#### TEXTO PARA ANÁLISE
^^^^^^^^^^^^^^^^

21.3.06

É o ator um inimigo de si mesmo?

Por Johnny Kagyn

Olhe para si e para o caminho que o trouxe até aqui. É um caminho longo, curto? Não importa a extensão o que lhe trouxe até aqui foram sonhos. Sonhos íntimos. Sonhos inconfessáveis. Sonhos. Olhe para si e veja apenas você mesmo. Seus olhos, seu caminhar, a maneira como seus braços balançam. Seus medos, seus erros, o que te fez chorar. Este é você, o ator.

Agora sem deixar de enxergar a si próprio, responda: o quanto você está disponível a mostrar deste corpo, desta alma e desta mente? Pouco, muito?
Agora, considerando-se apenas ator e não mais ser humano, olhe para si como instrumento.
Olhe clinicamente para cada parte deste instrumento. Analise impiedosamente tudo.
A única pessoa a quem você não deve enganar é a si mesmo. Liste suas virtudes. Liste suas imperfeições. Seja impiedoso consigo mesmo.
Enxergue-se como o seu próprio inimigo. Aquele a quem você deve vencer, superar e subjugar. Quanto você está disposto a subjugar de si mesmo?

Ser ator exige uma busca e uma luta constante dentro de si mesmo. Exige que se seja sincero. Exige disponibilidade para se expor. Exige coragem para ver suas imperfeições e livrar-se de suas máscaras sociais.
Você está disposto?

Trabalhe!
Trabalhe para vencer seus automatismos, suas idiossincrasias, seus limites e seus domínios.
Trabalhe para criar a personagem. Trabalhe para destruir-se.
Esteja disponível para o erro. Busque o acerto.
Agora pare.

Deste ponto em diante lhe será exigida a disponibilidade.

^^^^^^^^^^^^^^^^

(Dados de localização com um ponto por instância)

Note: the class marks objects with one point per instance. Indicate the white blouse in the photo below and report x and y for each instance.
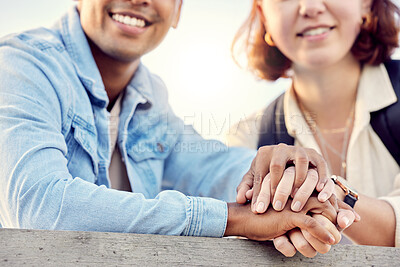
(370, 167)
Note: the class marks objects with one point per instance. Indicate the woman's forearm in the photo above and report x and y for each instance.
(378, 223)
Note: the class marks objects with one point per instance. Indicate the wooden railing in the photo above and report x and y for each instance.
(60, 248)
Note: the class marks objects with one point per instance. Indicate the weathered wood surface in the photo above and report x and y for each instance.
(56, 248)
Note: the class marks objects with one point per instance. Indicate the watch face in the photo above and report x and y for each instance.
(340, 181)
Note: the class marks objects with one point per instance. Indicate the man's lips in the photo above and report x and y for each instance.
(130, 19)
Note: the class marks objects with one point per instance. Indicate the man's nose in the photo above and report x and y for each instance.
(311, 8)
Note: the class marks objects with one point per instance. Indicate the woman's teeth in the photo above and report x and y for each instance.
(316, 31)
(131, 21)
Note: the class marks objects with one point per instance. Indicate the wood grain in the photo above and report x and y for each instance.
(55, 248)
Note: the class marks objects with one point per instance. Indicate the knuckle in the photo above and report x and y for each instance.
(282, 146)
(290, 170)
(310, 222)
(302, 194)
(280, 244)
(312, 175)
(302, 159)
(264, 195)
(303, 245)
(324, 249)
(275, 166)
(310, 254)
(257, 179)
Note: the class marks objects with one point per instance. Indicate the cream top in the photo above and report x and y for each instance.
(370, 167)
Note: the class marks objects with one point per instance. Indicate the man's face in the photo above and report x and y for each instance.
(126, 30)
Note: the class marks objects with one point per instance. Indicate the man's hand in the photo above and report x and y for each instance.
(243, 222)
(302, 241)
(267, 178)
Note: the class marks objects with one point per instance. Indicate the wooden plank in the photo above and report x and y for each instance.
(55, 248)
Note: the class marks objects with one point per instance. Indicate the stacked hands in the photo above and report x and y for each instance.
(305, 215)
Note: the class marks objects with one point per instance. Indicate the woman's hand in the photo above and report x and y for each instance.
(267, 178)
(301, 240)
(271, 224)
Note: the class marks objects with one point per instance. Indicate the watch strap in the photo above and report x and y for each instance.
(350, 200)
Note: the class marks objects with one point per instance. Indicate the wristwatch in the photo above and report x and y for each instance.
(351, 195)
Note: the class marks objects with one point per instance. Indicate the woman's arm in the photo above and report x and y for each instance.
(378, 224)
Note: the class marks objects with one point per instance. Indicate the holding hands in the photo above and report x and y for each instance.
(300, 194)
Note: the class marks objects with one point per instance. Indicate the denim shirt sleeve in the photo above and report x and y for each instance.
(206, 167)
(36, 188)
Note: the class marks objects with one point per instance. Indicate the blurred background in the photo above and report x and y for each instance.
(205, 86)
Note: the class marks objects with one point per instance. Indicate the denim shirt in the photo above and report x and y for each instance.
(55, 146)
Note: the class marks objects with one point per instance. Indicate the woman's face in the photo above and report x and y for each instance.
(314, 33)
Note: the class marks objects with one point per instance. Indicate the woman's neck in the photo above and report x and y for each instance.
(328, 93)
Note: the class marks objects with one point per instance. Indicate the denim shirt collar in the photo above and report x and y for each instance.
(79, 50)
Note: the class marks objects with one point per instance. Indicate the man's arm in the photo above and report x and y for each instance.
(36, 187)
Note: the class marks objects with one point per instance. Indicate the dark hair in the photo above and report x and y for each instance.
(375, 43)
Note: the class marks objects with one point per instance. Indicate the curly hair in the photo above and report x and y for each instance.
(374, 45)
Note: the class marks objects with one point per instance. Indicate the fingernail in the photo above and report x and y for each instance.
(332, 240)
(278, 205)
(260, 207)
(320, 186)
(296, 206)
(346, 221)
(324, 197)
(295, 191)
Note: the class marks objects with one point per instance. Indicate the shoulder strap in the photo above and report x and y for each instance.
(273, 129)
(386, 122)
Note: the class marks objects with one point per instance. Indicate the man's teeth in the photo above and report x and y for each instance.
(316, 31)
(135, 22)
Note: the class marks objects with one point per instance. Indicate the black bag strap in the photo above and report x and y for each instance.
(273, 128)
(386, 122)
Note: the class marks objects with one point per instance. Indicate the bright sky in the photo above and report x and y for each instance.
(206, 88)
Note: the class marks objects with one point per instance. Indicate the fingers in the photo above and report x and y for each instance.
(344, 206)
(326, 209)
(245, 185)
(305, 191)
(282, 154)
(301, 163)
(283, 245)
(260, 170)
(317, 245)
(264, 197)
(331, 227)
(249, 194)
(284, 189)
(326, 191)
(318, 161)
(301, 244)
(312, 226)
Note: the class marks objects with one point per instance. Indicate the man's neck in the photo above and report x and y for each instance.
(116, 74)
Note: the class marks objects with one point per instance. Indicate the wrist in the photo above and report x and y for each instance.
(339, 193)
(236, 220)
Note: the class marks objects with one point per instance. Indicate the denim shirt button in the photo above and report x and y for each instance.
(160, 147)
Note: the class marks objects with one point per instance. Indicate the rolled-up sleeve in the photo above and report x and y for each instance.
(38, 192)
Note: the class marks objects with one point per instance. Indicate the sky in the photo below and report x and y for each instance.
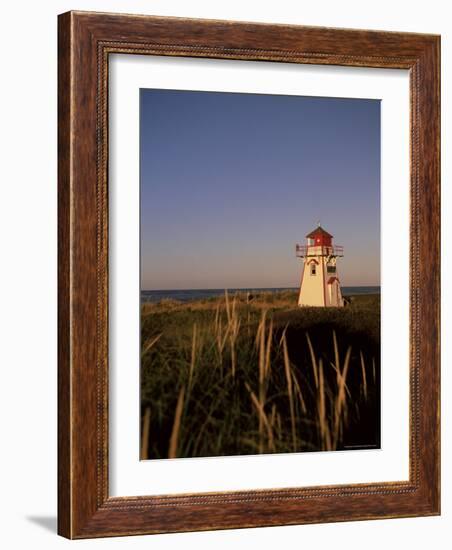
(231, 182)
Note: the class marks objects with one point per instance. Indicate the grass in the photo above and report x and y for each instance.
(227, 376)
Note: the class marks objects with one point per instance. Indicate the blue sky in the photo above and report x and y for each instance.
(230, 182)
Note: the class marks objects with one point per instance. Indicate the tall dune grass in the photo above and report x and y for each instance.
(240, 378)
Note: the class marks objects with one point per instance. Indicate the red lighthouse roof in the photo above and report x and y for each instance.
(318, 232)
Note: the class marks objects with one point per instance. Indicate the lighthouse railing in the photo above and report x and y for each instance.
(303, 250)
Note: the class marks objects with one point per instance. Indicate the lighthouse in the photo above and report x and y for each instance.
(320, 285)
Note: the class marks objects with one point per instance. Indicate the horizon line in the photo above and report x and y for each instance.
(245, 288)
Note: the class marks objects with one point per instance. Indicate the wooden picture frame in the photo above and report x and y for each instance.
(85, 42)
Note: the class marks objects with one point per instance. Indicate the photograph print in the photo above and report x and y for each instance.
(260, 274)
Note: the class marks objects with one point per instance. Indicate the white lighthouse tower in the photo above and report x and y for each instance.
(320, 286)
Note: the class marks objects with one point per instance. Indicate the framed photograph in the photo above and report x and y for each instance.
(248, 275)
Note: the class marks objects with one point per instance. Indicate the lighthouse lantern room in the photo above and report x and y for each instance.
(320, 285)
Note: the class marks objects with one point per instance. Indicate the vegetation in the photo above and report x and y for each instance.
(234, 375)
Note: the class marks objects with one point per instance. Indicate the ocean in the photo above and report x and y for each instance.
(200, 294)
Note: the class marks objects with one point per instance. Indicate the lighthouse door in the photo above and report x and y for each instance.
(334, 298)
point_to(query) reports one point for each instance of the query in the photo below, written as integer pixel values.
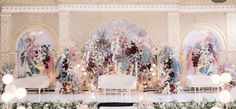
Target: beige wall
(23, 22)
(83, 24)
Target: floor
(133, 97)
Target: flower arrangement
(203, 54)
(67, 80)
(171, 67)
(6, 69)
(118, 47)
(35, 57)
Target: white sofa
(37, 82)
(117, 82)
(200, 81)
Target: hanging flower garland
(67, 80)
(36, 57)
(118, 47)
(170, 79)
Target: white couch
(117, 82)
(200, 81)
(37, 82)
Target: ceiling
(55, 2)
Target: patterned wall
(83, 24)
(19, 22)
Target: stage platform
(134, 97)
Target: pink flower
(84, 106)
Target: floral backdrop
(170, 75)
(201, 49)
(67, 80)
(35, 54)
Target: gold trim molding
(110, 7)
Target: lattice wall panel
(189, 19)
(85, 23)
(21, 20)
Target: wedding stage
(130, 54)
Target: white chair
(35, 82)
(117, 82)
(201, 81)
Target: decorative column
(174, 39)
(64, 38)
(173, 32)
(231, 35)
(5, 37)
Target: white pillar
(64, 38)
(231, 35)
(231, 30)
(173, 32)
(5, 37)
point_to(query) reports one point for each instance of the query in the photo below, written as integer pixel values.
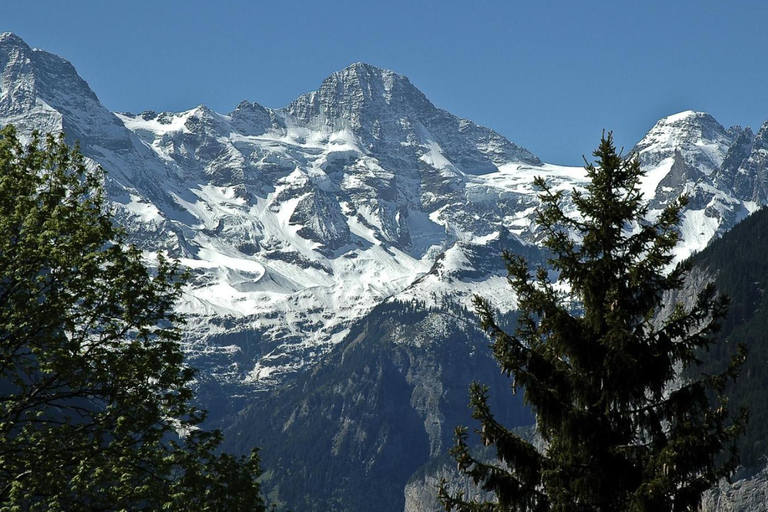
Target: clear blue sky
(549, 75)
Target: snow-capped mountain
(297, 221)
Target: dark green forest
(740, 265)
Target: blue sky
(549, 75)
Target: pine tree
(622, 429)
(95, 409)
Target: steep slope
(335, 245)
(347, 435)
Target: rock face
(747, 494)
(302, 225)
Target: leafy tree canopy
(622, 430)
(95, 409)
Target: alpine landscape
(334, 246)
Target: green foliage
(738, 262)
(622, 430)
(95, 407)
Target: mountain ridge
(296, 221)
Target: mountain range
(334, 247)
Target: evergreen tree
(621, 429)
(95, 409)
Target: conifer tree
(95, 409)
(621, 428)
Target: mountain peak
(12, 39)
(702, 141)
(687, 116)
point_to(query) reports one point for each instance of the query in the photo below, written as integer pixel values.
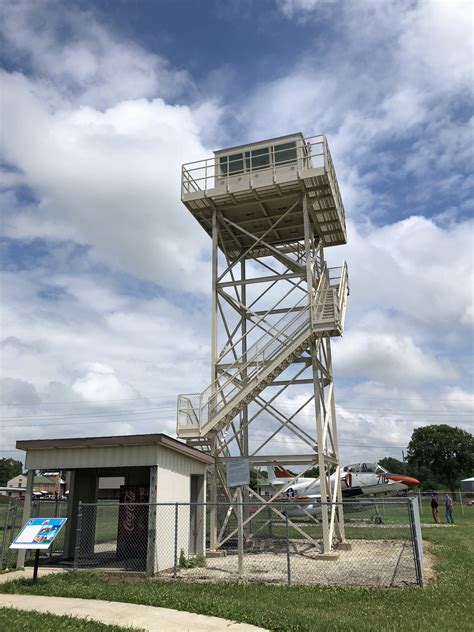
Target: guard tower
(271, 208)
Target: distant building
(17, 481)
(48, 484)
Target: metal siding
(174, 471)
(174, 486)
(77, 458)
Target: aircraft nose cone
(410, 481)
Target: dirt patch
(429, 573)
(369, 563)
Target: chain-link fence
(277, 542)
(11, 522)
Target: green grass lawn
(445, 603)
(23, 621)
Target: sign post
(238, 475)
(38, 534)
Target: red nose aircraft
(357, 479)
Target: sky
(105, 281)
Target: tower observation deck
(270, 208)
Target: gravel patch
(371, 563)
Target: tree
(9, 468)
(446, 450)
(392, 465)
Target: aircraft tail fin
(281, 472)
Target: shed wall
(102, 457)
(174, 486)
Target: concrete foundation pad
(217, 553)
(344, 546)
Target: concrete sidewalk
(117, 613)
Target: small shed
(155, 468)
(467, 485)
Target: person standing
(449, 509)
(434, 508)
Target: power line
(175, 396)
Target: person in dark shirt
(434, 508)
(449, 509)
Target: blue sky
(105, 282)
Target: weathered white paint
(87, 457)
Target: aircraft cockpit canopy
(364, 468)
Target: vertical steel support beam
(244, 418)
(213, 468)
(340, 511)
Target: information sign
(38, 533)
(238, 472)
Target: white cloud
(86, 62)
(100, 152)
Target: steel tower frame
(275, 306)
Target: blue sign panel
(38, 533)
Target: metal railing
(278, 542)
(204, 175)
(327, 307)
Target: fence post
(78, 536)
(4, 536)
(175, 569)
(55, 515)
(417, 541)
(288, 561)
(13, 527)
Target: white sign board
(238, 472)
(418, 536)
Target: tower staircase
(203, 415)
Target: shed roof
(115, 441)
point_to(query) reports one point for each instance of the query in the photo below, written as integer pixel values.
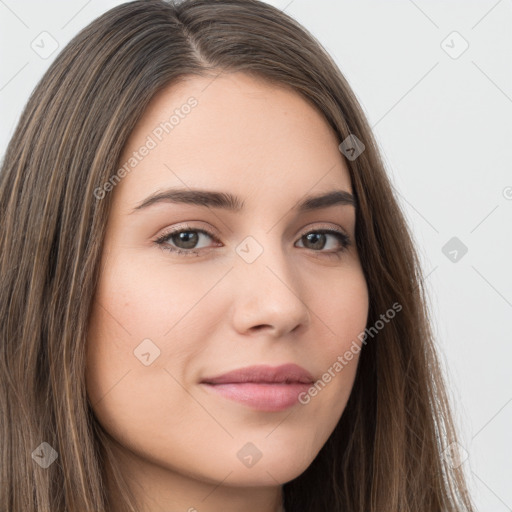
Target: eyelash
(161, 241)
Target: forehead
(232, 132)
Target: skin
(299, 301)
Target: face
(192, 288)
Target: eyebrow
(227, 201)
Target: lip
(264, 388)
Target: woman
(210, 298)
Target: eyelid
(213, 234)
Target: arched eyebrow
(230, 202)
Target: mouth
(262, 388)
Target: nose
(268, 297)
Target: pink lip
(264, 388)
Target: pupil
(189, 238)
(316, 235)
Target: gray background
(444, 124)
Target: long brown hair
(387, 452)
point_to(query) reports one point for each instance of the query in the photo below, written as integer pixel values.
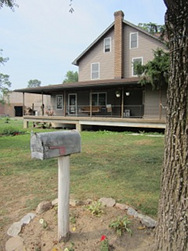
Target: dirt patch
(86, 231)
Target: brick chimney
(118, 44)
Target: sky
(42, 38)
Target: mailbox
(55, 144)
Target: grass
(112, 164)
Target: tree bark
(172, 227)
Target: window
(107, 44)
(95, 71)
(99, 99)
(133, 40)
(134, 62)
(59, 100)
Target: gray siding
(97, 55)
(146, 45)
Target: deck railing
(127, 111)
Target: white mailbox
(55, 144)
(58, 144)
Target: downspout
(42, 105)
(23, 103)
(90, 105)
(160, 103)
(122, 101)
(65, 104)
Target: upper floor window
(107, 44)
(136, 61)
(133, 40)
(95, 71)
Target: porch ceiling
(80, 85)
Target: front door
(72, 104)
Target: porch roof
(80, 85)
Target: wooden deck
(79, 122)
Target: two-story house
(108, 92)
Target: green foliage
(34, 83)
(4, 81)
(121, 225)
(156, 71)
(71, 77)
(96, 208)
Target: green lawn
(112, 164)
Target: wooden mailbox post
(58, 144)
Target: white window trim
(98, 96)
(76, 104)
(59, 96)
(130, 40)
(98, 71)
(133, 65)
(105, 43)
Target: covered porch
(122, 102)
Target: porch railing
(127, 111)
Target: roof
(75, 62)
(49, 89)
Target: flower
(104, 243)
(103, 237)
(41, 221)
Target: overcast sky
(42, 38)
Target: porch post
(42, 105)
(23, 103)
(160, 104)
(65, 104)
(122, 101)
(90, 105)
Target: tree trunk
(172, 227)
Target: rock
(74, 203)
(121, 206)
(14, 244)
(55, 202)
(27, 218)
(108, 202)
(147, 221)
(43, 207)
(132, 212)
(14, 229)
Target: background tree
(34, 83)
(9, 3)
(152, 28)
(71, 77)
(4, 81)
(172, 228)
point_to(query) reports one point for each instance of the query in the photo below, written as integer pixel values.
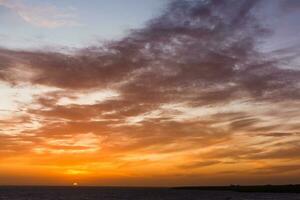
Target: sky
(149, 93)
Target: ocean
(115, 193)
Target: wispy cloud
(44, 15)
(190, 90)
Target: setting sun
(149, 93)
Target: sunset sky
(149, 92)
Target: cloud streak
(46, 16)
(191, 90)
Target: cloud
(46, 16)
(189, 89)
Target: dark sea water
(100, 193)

^^^^^^^^^^^^^^^^

#### ITEM DA TAREFA 1
No texto sobre o ator, o que trouxe o leitor até aqui, seja o caminho longo ou curto?
#### ITEM DA TAREFA 2
Segundo o texto sobre o ator, o que ser ator exige? Enumere todos os itens.
#### ITEM DA TAREFA 3
Apresente a continuação do texto sobre o ator a partir da última frase dele.
A listagem é um material à parte, independente do texto.

#### RESPOSTA DO EXERCÍCIO 1
Foram sonhos.

#### RESPOSTA DO EXERCÍCIO 2
- Uma busca e uma luta constante dentro de si mesmo
- Que se seja sincero
- Disponibilidade para se expor
- Coragem para ver suas imperfeições e livrar-se de suas máscaras sociais

#### RESPOSTA DO EXERCÍCIO 3
Deste ponto em diante lhe será exigida a vulnerabilidade verdadeira.
E apenas você pode verdadeiramente fazer estas exigências.
Leve em consideração que ir além deste ponto pode significar destruir-se dolorosamente; e continuar neste ponto vai significar acomodar-se no seu confortável nível atual.
Por você só você mesmo deve decidir.

Johnny Kagyn é dramaturgo do Coletivo SuperNova

Kagynkagyn@msn.com

http://infinitoparticular.blogspot.com/

2 comentários:

Márcia Nestardo disse...

Olhei no espelho depois de ler e nem me perguntei porque ria. As lágrimas salgaram o rosto e eu me sentia acordando de um pesadelo. Feliz por estar de novo diante das exigências, da vulnerabilidade e verdadeiramente disponível.

Johnny Kagyn disse...

Este texto foi escrito quando eu estava dirigindo minha peça "Indispensável Exercicio sobre o Nada", e lembro-me bem que a minha intenção era despertar os atores, que naquale momento do processo estavam acomodados, sonolentos. Espero que algum dia funcione.